## [Exercise]
Copy every one of the records below word for word, without changing anything.

## [Data to process]
>>>>>

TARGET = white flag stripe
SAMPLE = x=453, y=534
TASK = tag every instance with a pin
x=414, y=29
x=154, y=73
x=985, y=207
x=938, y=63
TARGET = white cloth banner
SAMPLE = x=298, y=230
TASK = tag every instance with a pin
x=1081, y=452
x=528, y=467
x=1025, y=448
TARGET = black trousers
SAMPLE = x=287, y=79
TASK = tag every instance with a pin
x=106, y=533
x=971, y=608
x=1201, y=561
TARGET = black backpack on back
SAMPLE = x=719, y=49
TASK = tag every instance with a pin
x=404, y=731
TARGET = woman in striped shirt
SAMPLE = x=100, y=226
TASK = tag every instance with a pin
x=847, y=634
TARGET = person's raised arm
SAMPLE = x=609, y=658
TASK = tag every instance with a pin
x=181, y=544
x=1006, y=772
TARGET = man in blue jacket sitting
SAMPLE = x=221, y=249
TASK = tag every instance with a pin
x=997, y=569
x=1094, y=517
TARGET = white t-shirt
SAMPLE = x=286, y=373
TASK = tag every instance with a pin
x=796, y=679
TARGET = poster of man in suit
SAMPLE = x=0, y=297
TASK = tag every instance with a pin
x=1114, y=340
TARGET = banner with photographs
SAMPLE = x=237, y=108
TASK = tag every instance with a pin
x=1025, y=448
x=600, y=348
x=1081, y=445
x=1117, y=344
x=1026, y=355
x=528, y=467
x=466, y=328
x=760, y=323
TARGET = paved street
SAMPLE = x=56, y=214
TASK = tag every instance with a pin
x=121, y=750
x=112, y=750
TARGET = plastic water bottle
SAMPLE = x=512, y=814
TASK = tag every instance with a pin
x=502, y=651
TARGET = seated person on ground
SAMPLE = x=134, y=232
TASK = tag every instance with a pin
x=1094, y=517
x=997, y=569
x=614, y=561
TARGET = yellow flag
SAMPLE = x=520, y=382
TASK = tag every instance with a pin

<<<<<

## [Written answer]
TARGET = white flag stripe
SAMPLE = x=453, y=534
TASK = tag every instance with a pin
x=414, y=29
x=154, y=73
x=985, y=207
x=938, y=63
TARGET = white cloth banner
SAMPLE = x=298, y=230
TASK = tag every instance with a pin
x=1081, y=452
x=528, y=467
x=1025, y=448
TARGET = black trousers
SAMPLE = x=287, y=79
TASK = tag every instance with a pin
x=106, y=533
x=971, y=608
x=1201, y=561
TARGET = black backpack on back
SAMPLE = x=719, y=49
TASK = tag every instance with a pin
x=404, y=731
TARGET = woman in striped shirt
SAMPLE = x=100, y=226
TASK = tag every instance with a pin
x=847, y=634
TARGET = person's raised arm
SAMPLE = x=609, y=658
TASK = tag every instance with a pin
x=181, y=544
x=1006, y=772
TARGET = man in blue jacket sitting
SAMPLE = x=221, y=249
TASK = tag every instance with a pin
x=997, y=569
x=1094, y=517
TARGET = white t-shirt
SAMPLE = x=286, y=373
TASK = tag every instance with a pin
x=796, y=679
TARGET = poster of man in suit
SAMPLE = x=0, y=297
TASK = tag every instance with a pin
x=1114, y=340
TARGET = banner with photographs
SAMPLE = x=237, y=108
TASK = tag every instance with a pin
x=1025, y=448
x=600, y=348
x=1081, y=445
x=1117, y=344
x=1026, y=355
x=528, y=467
x=466, y=328
x=760, y=323
TARGET = paved street
SAMPLE = x=56, y=214
TASK = tag every instance with a pin
x=121, y=750
x=112, y=750
TARGET = plastic water bottle
SAMPLE = x=512, y=814
TASK = tag every instance with a pin
x=502, y=651
TARGET = seated person on ground
SAMPLE = x=134, y=232
TASK = tag every instance with a pin
x=1094, y=517
x=997, y=569
x=614, y=561
TARGET = yellow flag
SAMPLE = x=520, y=382
TASK = tag every instance with a pin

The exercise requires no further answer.